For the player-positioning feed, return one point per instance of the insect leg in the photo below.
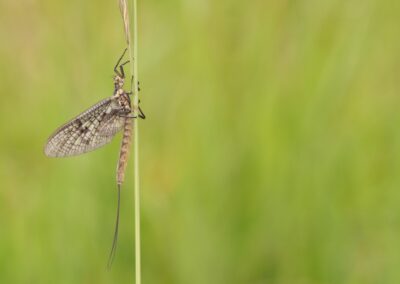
(121, 68)
(118, 62)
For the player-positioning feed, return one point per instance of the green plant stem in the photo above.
(133, 56)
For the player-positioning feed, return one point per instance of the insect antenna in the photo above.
(114, 245)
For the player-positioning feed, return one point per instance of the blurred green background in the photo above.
(270, 152)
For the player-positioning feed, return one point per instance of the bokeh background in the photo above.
(270, 152)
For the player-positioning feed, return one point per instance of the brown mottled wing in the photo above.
(90, 130)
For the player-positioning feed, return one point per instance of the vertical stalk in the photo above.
(133, 57)
(133, 54)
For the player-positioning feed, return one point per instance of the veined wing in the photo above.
(90, 130)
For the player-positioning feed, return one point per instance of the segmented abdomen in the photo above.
(124, 151)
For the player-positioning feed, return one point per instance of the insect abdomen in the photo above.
(124, 153)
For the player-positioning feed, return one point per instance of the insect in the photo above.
(96, 127)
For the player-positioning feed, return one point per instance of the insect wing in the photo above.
(86, 132)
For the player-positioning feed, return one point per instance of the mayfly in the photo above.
(96, 127)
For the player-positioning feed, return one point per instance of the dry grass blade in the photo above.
(123, 7)
(133, 57)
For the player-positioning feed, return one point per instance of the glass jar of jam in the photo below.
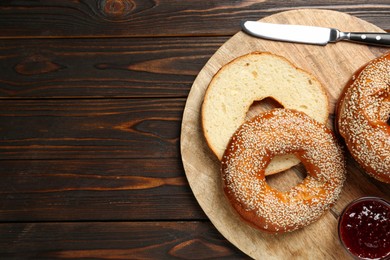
(364, 228)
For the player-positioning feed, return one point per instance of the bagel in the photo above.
(254, 77)
(282, 131)
(362, 117)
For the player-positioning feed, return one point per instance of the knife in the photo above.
(311, 34)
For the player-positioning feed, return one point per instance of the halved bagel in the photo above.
(254, 77)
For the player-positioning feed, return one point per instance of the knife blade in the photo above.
(311, 34)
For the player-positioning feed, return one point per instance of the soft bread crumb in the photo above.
(254, 77)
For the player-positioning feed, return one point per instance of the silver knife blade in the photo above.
(291, 33)
(311, 34)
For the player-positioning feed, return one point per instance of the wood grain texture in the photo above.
(95, 68)
(118, 240)
(135, 18)
(99, 190)
(97, 128)
(333, 65)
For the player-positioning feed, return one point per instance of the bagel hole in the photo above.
(260, 106)
(286, 180)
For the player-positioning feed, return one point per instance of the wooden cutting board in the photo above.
(333, 65)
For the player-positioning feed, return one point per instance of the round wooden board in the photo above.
(333, 65)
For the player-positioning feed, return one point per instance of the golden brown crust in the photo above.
(362, 114)
(219, 123)
(282, 131)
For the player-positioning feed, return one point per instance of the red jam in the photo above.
(364, 228)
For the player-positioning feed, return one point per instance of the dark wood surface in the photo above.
(91, 99)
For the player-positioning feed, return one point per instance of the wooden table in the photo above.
(92, 96)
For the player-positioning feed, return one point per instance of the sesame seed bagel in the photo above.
(282, 131)
(254, 77)
(362, 117)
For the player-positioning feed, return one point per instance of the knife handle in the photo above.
(370, 38)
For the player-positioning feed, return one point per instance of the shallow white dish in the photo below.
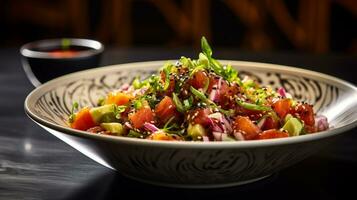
(193, 164)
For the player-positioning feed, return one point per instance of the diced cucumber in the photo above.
(293, 126)
(196, 131)
(98, 113)
(113, 127)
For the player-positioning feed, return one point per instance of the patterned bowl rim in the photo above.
(184, 144)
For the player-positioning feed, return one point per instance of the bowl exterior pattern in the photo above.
(185, 166)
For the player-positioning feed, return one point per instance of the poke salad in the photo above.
(198, 100)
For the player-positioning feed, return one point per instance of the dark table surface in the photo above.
(36, 165)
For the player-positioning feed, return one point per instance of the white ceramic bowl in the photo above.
(193, 164)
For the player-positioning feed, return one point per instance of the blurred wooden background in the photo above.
(314, 26)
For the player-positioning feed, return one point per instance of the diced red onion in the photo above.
(224, 136)
(238, 135)
(127, 124)
(151, 127)
(261, 122)
(227, 125)
(219, 83)
(217, 135)
(205, 138)
(321, 123)
(282, 92)
(140, 91)
(214, 95)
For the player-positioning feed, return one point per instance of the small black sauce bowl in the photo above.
(41, 66)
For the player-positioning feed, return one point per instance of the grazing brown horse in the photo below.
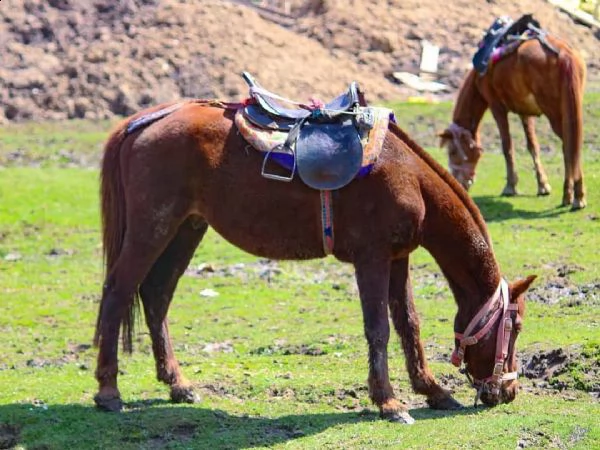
(165, 183)
(531, 81)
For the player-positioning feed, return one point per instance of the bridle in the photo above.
(503, 312)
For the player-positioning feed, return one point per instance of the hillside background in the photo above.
(96, 59)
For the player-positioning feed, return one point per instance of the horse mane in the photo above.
(449, 179)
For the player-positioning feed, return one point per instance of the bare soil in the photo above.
(100, 58)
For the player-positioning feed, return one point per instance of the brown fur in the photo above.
(163, 185)
(532, 81)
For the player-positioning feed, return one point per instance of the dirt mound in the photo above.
(556, 369)
(99, 58)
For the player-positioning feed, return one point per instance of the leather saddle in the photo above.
(504, 31)
(325, 141)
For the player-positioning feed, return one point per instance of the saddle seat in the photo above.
(504, 36)
(269, 112)
(324, 142)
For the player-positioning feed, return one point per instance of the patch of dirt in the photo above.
(280, 349)
(559, 289)
(72, 59)
(9, 435)
(265, 269)
(181, 434)
(560, 370)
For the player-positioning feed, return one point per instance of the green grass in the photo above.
(261, 390)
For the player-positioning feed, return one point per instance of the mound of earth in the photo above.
(560, 370)
(99, 58)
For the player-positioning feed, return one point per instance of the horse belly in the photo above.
(271, 229)
(527, 106)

> WHAT YOU HAVE TO DO: Print the whole listing above word for word, leaving out the pictures.

> SOLUTION:
For the player-positioning feed, return one point per instance of the insect leg in the photo below.
(121, 68)
(118, 62)
For the player-positioning feed, return one point per instance of the green plant stem in the photo above.
(133, 56)
For the player-positioning feed, return one point per instance of the insect antenna in the photo above.
(114, 245)
For the player-positioning feed, return one point per instance of the blurred green background in the photo above.
(270, 152)
For the player-positioning feed, return one point per instance of the bokeh background in the photo above.
(270, 152)
For the player-positioning feed, return one point per instance of the brown mottled wing in the photo above.
(90, 130)
For the player-positioning feed, return one point per instance of the vertical stalk in the photo above.
(133, 57)
(133, 54)
For the player-positioning feed, return one point per instance of the veined wing in the photo above.
(90, 130)
For the player-positioning feed, return one point per instance of the segmented abdomen in the photo above.
(124, 151)
For the player-positioning feed, return one point per instance of the insect abdomen in the photo above.
(124, 153)
For the player-positioning feed, return one point per instance of the insect in the photo above.
(96, 127)
For the player-positioning feed, return one point per instance of the insect wing in the photo above.
(86, 132)
For the player-positioning feed, return one point per instance of the mayfly in the photo above.
(96, 127)
For the player-positioning feed, return one point per instance of the dry grass blade in the photo above.
(123, 7)
(133, 57)
For the player-positioning feed, return one point per instance of the glass jar of jam in the photo below.
(364, 228)
For the player-positioning feed, return one point per instance of the bagel in the photo above.
(254, 77)
(282, 131)
(362, 117)
For the player-positioning feed, return one point per instance of the knife in the photo above.
(311, 34)
For the player-positioning feed, return one point per instance of the halved bagel in the photo above.
(254, 77)
For the player-positioning feed, return one point per instance of the knife blade in the photo above.
(311, 34)
For the player-positioning feed, return one point per instance of the soft bread crumb in the photo above.
(254, 77)
For the player-positioning feed, return one point per instance of the silver knife blade in the photo above.
(291, 33)
(311, 34)
For the player-positioning feed, return one point per instance of the wood grain texture in the photo above.
(95, 68)
(118, 240)
(135, 18)
(99, 190)
(97, 128)
(333, 65)
For the player-positioning feed, return one point per instance of the bagel hole in the photo above.
(260, 106)
(286, 180)
For the player-positioning feed, return one point per instance of the wooden cutting board in the photo above.
(333, 65)
For the player-positioning feed, return one point per instance of the round wooden board in the photo above.
(333, 65)
For the player-positioning feed, return one point per instance of the golden brown crust in the photo above.
(362, 114)
(219, 123)
(282, 131)
For the player-positioning feed, return one point per instance of the red jam in the photo above.
(364, 228)
For the player-positioning feed, return one point per instance of the dark wood surface in the photo above.
(91, 99)
For the player-positioning feed, return one point per instance of the wooden table in the photo above.
(92, 96)
For the player-positioning feed, return one point per instance of the sesame seed bagel in the photo above.
(282, 131)
(254, 77)
(362, 117)
For the player-positioning feed, return one point per instance of the knife handle in the photo above.
(370, 38)
For the player-positioning feed, return one point per instance of the shallow white dish in the photo below.
(193, 164)
For the player-positioning feed, return one point per instance of the diced cucumber in the photo above.
(293, 126)
(196, 131)
(98, 113)
(113, 127)
For the player-positioning feed, return one point per instance of the patterned bowl rim in the photo above.
(184, 144)
For the player-positioning feed, return one point per instance of the bowl exterior pattern in the photo above.
(185, 166)
For the player-positioning feed, return one point per instance of the poke salad in the photo above.
(198, 100)
For the player-positioning feed, return one point per instance of the dark table surface in the photo above.
(36, 165)
For the player-positioning feed, return one point per instance of the white ceramic bowl in the photo above.
(193, 164)
For the player-positioning feed, return one point per instance of the blurred wooden background in the photo above.
(314, 26)
For the player-positioning feed, return one point per instance of the diced red onion in the photo above.
(224, 136)
(238, 135)
(127, 124)
(151, 127)
(261, 122)
(227, 125)
(219, 83)
(217, 135)
(205, 138)
(321, 123)
(282, 92)
(140, 91)
(214, 95)
For the player-positioning feed, return one point per instance of the small black sauce bowl in the photo above.
(41, 66)
For the player-positioning feed, return one point per instance of the grazing brown horse in the photo below.
(165, 183)
(531, 81)
For the player-positioning feed, return one point per instance of the bridle in the photo above.
(503, 312)
For the player-positioning feed, return one point per instance of the hillside background in the photo above.
(96, 59)
For the player-positioning feed, return one point per instance of the horse mane in the photo above.
(449, 179)
For the player-positioning feed, return one point per instance of the bare soil in the photo above.
(100, 58)
For the player-positioning feed, return one point per instance of the brown fur in the photo above.
(163, 185)
(532, 81)
For the player-positioning feed, return one point per instance of the dirt mound in the photo above.
(556, 369)
(99, 58)
For the player-positioning feed, return one point per instance of the leather saddle in the photo above.
(504, 31)
(325, 141)
For the player-positioning feed, return one point per instance of the saddle seat in the photo above.
(504, 36)
(269, 112)
(324, 142)
For the player-positioning feed, return one point per instance of the patch of dirt in the photo above.
(280, 349)
(559, 289)
(72, 59)
(9, 435)
(265, 269)
(181, 434)
(560, 370)
For the player-positioning feed, return one point per instance of the green grass in the photo above.
(261, 390)
For the player-positioning feed, return one point per instance of the mound of earth in the photo above.
(560, 370)
(99, 58)
For the player-positioning feed, return one point per instance of the horse belly in the photo above.
(271, 229)
(527, 106)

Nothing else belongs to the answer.